» **Document segment**:
Specifically, the original XSA-409 fix broke Flask (on ARM only) by
introducing shadow domctl to ARM without making flask_shadow_control()
common.

I "fixed" that by removing ARM's use of shadow domctl, and broke it
differently by not adding Flask controls for the new common hypercalls.

> I think SECCLASS_SHADOW is available in the policy bits - it's just
> whether or not the hook functions are available?

I suspect so.

>> And second because libxl ignores the error it gets back, and blindly
>> continues onward.  Anthony has posted "libs/light: Propagate
>> libxl__arch_domain_create() return code" to fix the libxl half of the
>> bug, and I posted a second libxl bugfix to fix an error message.  Both
>> are very simple.
>>
>>
>> For Flask, we need new access vectors because this is a common
>> hypercall, but I'm unsure how to interlink it with x86's shadow
>> control.  This will require a bit of pondering, but it is probably
>> easier to just leave them unlinked.
> It sort of seems like it could go under domain2 since domain/domain2
> have most of the memory stuff, but it is non-PV.  shadow has its own
> set of hooks.  It could go in hvm which already has some memory stuff.

Having looked at all the proposed options, I'm going to put it in
domain/domain2.

This new hypercall is intentionally common, and applicable to all domain
types (eventually - x86 PV guests use this memory pool during migrate). 
Furthermore, it needs backporting along with all the other fixes to try
and make 409 work.

~Andrew

^ permalink raw reply	[flat|nested] 8+ messages in thread

* Re: Flask vs paging mempool - Was: [xen-unstable test] 174809: regressions - trouble: broken/fail/pass
  2022-11-21  8:04         ` Jan Beulich
@ 2022-11-21 12:14           ` Daniel P. Smith
  0 siblings, 0 replies; 8+ messages in thread
From: Daniel P. Smith @ 2022-11-21 12:14 UTC (permalink / raw)

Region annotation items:
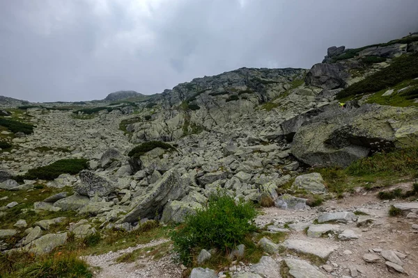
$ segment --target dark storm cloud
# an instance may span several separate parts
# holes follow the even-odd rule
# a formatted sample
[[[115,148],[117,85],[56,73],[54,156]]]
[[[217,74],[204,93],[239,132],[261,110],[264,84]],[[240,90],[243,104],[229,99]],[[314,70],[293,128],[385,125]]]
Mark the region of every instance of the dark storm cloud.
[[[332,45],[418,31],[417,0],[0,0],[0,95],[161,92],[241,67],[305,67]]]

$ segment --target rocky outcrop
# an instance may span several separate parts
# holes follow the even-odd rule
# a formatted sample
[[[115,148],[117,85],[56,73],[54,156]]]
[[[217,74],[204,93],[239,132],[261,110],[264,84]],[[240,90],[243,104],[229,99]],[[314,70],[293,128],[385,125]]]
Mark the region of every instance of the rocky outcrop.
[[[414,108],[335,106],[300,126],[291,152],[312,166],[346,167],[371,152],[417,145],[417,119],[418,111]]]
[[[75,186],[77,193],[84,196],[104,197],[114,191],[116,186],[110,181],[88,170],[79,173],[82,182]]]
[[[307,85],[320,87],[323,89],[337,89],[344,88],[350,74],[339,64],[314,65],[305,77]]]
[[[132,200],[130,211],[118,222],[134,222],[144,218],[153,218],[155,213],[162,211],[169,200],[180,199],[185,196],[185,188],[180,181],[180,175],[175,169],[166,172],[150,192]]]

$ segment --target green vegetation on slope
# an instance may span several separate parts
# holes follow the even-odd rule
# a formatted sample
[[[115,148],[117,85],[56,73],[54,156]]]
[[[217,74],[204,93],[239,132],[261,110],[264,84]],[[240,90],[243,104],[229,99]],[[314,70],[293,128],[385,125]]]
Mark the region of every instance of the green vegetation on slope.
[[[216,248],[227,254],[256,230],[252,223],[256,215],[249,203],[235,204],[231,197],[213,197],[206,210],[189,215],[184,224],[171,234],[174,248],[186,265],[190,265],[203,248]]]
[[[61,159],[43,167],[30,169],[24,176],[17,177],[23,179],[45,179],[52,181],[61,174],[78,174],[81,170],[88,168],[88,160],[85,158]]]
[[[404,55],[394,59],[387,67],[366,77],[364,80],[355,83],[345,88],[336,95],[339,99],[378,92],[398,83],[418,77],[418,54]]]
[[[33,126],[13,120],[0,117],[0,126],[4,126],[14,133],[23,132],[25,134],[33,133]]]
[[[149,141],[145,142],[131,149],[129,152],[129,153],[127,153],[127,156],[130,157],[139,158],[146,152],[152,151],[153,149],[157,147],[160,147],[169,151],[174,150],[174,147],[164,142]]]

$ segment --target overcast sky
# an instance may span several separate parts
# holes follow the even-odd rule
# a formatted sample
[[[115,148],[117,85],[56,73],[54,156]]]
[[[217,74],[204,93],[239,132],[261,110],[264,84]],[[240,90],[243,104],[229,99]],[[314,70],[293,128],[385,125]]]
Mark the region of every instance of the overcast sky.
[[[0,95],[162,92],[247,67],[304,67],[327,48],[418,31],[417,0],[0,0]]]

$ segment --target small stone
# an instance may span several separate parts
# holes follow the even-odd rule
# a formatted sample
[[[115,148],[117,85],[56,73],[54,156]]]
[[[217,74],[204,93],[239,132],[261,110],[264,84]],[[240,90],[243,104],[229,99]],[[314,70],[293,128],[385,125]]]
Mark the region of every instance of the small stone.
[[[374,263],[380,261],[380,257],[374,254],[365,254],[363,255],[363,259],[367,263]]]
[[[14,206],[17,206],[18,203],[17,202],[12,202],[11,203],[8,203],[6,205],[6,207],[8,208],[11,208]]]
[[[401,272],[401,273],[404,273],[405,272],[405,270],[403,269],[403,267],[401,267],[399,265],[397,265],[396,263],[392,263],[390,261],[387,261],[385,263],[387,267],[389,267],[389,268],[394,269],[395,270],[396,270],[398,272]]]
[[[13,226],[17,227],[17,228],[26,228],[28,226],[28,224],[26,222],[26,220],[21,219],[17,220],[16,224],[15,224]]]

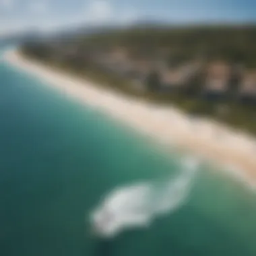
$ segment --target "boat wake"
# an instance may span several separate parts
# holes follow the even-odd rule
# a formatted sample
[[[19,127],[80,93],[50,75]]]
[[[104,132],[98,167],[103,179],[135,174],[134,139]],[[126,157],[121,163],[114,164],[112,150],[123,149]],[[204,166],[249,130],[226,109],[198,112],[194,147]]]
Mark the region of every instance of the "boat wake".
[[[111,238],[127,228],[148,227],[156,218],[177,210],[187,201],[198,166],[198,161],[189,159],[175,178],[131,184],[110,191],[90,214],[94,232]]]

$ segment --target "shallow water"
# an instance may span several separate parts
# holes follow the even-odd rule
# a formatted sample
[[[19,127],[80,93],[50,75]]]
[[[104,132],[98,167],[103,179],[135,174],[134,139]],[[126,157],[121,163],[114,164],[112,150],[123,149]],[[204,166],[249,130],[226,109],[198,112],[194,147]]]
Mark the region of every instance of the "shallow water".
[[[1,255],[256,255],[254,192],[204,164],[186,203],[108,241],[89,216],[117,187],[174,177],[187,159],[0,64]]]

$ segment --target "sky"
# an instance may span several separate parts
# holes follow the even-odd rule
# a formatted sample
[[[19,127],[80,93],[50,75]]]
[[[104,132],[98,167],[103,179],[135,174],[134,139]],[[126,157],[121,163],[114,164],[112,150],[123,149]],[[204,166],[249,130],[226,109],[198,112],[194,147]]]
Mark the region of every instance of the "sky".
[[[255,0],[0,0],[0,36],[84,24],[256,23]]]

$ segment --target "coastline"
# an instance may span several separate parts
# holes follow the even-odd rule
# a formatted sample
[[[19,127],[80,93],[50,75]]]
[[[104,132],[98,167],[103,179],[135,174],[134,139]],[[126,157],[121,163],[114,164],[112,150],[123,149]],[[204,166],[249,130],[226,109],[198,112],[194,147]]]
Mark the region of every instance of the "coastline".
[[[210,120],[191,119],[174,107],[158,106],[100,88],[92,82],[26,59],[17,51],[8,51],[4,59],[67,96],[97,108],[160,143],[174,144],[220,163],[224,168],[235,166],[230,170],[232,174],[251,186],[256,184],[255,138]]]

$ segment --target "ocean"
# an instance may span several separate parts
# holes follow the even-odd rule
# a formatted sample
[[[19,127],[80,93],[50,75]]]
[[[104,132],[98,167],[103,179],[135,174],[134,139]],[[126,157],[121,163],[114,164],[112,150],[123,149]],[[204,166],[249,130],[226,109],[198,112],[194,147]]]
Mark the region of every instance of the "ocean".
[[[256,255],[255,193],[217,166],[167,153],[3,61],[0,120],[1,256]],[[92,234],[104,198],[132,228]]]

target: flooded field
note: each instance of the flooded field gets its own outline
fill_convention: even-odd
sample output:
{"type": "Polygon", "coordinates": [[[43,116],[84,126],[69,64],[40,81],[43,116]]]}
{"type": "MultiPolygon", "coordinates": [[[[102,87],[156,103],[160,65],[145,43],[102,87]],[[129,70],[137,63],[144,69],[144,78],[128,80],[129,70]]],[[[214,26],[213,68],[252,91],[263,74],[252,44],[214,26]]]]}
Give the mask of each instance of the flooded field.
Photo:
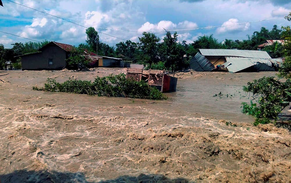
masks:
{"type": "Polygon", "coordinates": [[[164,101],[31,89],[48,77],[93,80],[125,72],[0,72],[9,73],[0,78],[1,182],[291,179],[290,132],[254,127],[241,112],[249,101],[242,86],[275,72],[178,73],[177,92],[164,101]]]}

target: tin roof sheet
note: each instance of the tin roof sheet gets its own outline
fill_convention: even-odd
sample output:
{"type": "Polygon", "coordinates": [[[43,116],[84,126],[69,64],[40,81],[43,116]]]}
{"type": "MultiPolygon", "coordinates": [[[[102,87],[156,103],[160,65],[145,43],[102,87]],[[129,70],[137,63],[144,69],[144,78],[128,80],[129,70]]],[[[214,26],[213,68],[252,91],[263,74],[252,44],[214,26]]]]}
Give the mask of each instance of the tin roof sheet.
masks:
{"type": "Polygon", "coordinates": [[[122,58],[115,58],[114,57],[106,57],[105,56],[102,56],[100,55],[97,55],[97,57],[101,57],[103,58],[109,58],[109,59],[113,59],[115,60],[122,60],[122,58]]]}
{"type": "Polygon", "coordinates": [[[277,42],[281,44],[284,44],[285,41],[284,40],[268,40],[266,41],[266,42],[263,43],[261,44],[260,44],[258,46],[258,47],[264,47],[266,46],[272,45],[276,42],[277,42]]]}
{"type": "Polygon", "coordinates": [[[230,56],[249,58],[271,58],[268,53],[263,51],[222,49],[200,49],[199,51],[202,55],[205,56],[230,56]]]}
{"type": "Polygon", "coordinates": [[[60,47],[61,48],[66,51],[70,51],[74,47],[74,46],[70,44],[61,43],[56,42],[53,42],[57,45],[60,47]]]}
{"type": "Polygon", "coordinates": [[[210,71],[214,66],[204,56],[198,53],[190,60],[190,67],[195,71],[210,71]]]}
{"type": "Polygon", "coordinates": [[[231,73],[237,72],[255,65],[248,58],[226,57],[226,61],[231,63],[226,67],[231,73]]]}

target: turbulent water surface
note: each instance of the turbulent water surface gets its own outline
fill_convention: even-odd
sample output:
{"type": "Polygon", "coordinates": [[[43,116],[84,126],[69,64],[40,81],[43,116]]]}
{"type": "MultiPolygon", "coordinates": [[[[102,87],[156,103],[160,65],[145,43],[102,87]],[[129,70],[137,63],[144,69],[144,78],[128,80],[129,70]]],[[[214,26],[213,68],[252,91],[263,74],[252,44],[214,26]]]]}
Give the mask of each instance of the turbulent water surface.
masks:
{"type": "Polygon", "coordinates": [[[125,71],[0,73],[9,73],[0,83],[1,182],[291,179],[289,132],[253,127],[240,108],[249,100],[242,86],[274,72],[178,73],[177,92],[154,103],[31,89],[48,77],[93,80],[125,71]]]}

* * *

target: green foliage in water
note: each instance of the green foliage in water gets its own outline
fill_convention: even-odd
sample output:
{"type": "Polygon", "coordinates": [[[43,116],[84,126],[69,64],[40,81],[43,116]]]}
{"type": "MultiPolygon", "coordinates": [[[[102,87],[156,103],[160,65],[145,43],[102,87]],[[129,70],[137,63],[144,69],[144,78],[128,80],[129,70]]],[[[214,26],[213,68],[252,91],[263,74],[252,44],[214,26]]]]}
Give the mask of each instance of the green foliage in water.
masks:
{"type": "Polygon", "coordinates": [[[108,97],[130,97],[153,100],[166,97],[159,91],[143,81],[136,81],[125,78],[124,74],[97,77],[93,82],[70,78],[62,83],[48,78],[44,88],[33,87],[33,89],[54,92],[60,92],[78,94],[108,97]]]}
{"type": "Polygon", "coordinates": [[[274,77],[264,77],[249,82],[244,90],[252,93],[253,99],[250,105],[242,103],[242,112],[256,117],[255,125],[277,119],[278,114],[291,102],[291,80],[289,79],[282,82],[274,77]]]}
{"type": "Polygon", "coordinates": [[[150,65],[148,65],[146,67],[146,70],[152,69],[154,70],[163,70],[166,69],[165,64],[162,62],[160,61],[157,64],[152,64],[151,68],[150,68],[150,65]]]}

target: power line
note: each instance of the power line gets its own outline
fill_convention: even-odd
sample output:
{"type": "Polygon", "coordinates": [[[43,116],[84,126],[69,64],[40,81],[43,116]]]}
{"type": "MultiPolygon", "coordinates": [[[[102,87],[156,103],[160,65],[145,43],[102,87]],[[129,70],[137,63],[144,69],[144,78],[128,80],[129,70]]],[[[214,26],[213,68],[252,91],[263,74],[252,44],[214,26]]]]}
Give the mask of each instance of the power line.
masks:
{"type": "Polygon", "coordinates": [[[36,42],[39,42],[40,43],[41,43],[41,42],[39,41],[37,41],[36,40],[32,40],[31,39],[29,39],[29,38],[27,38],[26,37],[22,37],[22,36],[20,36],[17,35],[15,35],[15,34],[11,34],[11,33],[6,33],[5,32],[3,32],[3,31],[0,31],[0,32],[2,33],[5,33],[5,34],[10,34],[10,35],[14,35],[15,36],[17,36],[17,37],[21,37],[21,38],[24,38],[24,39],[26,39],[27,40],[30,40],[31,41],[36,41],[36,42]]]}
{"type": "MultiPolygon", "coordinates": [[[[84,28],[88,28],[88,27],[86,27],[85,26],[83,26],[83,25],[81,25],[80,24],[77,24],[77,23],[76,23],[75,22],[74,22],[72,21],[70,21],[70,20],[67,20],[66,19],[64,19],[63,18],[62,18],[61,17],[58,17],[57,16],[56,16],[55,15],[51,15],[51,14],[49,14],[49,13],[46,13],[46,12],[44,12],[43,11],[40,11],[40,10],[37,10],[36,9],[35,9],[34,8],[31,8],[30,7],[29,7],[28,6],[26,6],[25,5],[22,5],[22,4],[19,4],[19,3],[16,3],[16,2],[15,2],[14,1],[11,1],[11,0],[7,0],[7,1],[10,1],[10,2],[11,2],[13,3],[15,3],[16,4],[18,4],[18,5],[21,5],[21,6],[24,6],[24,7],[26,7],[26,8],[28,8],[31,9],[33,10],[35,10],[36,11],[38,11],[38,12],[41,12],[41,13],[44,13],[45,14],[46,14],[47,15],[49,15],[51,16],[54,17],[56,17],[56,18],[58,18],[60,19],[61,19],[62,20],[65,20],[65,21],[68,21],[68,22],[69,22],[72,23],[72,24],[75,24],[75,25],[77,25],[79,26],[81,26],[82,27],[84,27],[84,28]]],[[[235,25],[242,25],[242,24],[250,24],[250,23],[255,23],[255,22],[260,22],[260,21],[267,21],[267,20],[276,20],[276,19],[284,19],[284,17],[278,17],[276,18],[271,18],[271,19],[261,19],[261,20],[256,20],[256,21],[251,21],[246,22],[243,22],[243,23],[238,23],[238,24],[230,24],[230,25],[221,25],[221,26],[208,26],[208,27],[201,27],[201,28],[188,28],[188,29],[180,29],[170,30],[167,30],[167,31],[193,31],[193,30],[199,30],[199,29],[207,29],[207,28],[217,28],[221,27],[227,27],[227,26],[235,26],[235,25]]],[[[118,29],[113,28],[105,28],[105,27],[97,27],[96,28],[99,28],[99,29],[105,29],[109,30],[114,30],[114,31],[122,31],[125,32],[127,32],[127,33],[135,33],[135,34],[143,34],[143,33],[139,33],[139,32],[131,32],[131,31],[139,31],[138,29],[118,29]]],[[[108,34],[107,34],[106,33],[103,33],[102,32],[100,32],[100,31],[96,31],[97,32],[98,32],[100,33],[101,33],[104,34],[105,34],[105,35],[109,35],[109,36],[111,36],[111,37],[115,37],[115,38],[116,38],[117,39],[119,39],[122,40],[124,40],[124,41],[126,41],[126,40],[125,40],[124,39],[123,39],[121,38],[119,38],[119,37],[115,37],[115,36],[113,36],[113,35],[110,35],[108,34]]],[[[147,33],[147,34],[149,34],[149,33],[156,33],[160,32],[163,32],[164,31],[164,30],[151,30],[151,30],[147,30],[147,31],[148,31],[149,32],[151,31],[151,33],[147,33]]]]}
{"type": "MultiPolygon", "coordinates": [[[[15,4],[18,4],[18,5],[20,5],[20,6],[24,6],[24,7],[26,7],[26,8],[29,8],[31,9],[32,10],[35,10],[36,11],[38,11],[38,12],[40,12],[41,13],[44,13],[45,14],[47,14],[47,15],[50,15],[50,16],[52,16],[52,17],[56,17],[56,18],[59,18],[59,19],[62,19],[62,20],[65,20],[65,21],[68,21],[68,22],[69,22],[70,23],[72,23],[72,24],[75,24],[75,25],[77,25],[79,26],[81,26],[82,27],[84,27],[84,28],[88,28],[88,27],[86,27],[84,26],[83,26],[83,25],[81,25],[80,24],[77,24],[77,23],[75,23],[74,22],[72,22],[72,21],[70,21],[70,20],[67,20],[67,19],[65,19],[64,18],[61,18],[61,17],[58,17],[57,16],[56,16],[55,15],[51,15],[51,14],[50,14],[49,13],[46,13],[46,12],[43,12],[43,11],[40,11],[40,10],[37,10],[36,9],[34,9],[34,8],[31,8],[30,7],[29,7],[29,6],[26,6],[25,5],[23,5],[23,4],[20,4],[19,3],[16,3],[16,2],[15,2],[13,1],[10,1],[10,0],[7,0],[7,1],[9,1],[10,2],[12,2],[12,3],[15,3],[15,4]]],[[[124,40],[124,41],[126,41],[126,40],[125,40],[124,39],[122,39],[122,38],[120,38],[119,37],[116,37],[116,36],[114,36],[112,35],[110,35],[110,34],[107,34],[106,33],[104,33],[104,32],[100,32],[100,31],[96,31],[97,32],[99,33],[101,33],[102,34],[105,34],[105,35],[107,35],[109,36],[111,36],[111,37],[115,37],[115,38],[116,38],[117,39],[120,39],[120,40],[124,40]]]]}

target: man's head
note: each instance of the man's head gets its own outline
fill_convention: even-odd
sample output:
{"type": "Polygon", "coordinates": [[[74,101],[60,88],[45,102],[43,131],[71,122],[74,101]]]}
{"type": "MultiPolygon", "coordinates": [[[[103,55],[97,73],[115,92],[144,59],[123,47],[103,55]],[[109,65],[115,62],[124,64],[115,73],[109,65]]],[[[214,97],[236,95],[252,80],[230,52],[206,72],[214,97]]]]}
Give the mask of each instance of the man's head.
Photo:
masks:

---

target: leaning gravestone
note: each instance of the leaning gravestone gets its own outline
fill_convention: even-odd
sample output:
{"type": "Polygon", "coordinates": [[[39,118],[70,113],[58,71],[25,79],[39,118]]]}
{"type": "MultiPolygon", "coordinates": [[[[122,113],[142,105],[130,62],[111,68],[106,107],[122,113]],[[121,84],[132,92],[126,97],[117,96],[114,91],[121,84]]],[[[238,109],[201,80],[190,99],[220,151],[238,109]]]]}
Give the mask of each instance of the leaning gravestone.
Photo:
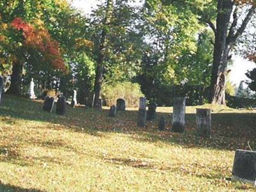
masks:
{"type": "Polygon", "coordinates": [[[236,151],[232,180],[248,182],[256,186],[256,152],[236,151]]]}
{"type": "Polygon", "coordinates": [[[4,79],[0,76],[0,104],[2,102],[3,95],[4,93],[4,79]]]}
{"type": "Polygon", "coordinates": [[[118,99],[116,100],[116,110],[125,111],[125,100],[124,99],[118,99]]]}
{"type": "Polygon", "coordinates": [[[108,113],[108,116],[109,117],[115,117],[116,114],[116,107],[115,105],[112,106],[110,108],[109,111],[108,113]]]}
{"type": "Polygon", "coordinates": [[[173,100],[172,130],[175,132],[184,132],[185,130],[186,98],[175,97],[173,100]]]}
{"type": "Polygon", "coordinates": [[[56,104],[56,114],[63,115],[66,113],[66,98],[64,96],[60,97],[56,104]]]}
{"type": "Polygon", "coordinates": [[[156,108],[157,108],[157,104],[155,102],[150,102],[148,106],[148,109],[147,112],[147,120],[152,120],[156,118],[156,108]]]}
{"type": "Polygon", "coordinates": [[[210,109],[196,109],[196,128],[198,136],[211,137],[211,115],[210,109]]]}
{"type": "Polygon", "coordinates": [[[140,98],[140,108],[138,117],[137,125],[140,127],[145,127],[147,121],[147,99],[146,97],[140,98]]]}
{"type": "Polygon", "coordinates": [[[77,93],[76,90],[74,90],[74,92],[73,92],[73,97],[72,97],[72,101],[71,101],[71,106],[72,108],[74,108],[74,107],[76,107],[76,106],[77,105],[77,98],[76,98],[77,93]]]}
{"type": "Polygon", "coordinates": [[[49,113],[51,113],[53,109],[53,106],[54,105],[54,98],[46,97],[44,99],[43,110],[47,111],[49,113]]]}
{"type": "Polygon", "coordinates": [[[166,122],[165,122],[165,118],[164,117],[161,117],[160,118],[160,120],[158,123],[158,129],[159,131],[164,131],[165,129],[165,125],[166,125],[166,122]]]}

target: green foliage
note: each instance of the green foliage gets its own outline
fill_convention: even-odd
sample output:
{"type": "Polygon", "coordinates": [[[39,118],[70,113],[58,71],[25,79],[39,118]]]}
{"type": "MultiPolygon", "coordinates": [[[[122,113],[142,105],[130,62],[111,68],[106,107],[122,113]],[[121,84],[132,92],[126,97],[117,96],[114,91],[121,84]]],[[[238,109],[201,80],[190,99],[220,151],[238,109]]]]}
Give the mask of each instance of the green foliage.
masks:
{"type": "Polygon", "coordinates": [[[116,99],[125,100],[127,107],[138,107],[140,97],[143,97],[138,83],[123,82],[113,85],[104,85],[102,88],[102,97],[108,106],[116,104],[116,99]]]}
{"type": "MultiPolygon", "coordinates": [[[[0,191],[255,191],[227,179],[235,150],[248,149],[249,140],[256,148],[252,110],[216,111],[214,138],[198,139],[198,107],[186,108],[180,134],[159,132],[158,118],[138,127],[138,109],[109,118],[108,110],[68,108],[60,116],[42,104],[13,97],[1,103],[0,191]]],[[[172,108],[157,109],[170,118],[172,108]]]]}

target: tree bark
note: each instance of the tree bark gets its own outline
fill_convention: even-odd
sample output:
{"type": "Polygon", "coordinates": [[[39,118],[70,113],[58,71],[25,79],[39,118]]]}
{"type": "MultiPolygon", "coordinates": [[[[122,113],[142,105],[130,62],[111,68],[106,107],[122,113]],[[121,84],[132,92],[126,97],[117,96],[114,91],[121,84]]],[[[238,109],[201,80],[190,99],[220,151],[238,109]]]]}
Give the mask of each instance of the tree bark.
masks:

» **Written problem**: Please copy out the whole Flask mailing-list excerpt verbatim.

» **Written response**:
Specifically, the original XSA-409 fix broke Flask (on ARM only) by
introducing shadow domctl to ARM without making flask_shadow_control()
common.

I "fixed" that by removing ARM's use of shadow domctl, and broke it
differently by not adding Flask controls for the new common hypercalls.

> I think SECCLASS_SHADOW is available in the policy bits - it's just
> whether or not the hook functions are available?

I suspect so.

>> And second because libxl ignores the error it gets back, and blindly
>> continues onward.  Anthony has posted "libs/light: Propagate
>> libxl__arch_domain_create() return code" to fix the libxl half of the
>> bug, and I posted a second libxl bugfix to fix an error message.  Both
>> are very simple.
>>
>>
>> For Flask, we need new access vectors because this is a common
>> hypercall, but I'm unsure how to interlink it with x86's shadow
>> control.  This will require a bit of pondering, but it is probably
>> easier to just leave them unlinked.
> It sort of seems like it could go under domain2 since domain/domain2
> have most of the memory stuff, but it is non-PV.  shadow has its own
> set of hooks.  It could go in hvm which already has some memory stuff.

Having looked at all the proposed options, I'm going to put it in
domain/domain2.

This new hypercall is intentionally common, and applicable to all domain
types (eventually - x86 PV guests use this memory pool during migrate). 
Furthermore, it needs backporting along with all the other fixes to try
and make 409 work.

~Andrew

^ permalink raw reply	[flat|nested] 8+ messages in thread

* Re: Flask vs paging mempool - Was: [xen-unstable test] 174809: regressions - trouble: broken/fail/pass
  2022-11-21  8:04         ` Jan Beulich
@ 2022-11-21 12:14           ` Daniel P. Smith
  0 siblings, 0 replies; 8+ messages in thread
From: Daniel P. Smith @ 2022-11-21 12:14 UTC (permalink / raw)